Brief A.
Count the lines of the rows below that contain the word "canopy", and give only that number.

Passage.
* * *

Etablissement d’Hébergement pour Personnes Agées Dépendantes, French Care Home Building
EHPAD : Care Homes in France
French Care Home – design by Tectoniques Architectes, Lyon
25 Oct 2011
EHPAD in Grenoble + Mervans
Design: Tectoniques, Architects
Living in a care home, two matching projects
EHPAD (Etablissement d’Hébergement pour Personnes Agées Dépendantes, i.e. a residence for the elderly dependent), in Grenoble and Mervans, by Tectoniques Architects.
Tectoniques is strongly attached to the role of architecture in the humanisation of care homes.
As concerns facilities for elderly people, we focus on habitability and quality of life. By definiteion, there is a problem of repetitiveness and monotony in such establishments. Our emphasis is therefore on differentiation, a qualitative approach to intermediate contexts, ergonomics and climatics. A new generation of specialist care homes must adapt to longer periods of occupancy and a more residential type of utilisation. A facility for the elderly is no longer simply a care unit or a “parking zone”. It is a home in its own right, and also a place for people to receive visits from family and friends, who are given such a mediocre reception in many current facilities.

* * *

Data records.
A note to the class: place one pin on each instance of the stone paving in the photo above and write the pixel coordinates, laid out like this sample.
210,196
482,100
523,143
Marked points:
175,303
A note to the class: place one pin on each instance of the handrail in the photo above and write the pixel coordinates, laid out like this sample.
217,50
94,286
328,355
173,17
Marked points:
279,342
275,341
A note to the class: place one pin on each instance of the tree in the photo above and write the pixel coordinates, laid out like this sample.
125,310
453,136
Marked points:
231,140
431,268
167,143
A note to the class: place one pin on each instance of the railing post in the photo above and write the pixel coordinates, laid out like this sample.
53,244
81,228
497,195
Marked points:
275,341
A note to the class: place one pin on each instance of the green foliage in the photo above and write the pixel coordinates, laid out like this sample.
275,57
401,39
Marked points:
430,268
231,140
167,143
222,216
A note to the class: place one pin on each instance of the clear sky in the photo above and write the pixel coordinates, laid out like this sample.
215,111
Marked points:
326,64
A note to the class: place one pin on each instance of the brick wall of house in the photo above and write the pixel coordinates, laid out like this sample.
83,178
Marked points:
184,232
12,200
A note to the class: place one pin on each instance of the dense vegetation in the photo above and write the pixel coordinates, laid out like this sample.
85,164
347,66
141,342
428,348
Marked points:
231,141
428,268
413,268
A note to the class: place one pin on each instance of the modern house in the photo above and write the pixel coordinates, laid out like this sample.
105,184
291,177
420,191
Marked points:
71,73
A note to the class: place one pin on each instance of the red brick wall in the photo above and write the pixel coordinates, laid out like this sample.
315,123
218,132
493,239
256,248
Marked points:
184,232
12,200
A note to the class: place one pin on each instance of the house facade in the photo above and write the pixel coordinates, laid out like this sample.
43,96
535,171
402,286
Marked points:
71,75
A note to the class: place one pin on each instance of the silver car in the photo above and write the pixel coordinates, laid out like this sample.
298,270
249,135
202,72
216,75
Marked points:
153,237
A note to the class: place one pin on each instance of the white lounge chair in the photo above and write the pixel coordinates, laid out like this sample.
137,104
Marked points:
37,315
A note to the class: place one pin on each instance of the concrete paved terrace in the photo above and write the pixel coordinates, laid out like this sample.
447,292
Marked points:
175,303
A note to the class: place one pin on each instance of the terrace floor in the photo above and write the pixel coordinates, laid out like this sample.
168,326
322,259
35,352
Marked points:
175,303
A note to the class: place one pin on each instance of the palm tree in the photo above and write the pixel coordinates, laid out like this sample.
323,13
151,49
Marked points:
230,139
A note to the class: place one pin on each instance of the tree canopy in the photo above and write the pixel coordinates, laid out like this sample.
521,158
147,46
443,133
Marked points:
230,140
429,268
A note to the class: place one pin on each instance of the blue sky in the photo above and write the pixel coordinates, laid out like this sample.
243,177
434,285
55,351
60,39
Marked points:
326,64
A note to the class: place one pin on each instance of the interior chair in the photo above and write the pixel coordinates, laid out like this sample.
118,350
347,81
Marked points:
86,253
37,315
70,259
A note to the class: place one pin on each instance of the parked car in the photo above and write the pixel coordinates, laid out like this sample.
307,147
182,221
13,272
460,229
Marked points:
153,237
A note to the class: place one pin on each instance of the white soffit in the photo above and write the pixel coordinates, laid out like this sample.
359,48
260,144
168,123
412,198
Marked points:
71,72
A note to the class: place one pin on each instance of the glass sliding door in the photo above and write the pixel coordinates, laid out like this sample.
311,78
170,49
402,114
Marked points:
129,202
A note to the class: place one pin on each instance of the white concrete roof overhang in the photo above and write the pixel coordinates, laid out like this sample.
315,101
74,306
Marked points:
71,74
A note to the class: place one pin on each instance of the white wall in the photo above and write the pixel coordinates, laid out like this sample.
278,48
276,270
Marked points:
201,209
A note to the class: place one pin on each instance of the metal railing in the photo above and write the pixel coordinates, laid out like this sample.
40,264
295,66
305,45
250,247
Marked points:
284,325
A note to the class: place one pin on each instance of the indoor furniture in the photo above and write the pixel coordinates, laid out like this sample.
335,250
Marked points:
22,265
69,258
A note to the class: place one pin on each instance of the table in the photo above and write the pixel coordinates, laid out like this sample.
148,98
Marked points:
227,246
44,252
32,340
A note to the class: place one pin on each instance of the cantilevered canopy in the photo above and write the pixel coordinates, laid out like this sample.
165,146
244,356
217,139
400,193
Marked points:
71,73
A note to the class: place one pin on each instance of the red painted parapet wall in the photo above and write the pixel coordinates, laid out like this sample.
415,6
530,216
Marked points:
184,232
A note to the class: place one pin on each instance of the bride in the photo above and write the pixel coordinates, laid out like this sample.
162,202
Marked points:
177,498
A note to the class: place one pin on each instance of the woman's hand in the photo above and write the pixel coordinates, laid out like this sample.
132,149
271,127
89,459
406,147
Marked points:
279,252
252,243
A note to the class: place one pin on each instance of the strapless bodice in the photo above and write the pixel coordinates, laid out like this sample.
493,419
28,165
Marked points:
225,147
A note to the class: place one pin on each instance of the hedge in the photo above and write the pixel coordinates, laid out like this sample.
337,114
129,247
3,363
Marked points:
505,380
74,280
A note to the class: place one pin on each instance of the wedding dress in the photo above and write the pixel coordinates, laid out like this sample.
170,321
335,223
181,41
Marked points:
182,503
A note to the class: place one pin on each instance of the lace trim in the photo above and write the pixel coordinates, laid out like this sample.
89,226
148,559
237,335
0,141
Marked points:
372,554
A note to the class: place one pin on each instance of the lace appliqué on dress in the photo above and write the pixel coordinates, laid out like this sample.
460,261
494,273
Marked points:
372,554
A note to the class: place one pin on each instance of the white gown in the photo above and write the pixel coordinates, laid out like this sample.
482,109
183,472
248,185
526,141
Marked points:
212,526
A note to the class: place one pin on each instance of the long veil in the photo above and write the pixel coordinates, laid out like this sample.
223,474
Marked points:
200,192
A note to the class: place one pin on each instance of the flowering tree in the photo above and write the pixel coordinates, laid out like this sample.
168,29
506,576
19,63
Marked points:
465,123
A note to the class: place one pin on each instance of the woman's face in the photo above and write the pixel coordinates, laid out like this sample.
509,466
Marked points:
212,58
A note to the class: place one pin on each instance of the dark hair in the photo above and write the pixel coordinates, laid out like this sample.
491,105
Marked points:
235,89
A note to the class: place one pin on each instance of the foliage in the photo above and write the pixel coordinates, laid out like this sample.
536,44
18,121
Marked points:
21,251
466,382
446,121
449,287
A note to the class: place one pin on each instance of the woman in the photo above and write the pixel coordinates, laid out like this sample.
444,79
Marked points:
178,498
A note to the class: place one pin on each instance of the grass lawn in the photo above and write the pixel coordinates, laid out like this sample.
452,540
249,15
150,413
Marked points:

* * *

Brief B.
Reproduce, character for character, the part of the care-home passage above that opens with the words containing "As concerns facilities" and closes with "many current facilities.".

Correct result A.
2

Correct result B.
As concerns facilities for elderly people, we focus on habitability and quality of life. By definiteion, there is a problem of repetitiveness and monotony in such establishments. Our emphasis is therefore on differentiation, a qualitative approach to intermediate contexts, ergonomics and climatics. A new generation of specialist care homes must adapt to longer periods of occupancy and a more residential type of utilisation. A facility for the elderly is no longer simply a care unit or a “parking zone”. It is a home in its own right, and also a place for people to receive visits from family and friends, who are given such a mediocre reception in many current facilities.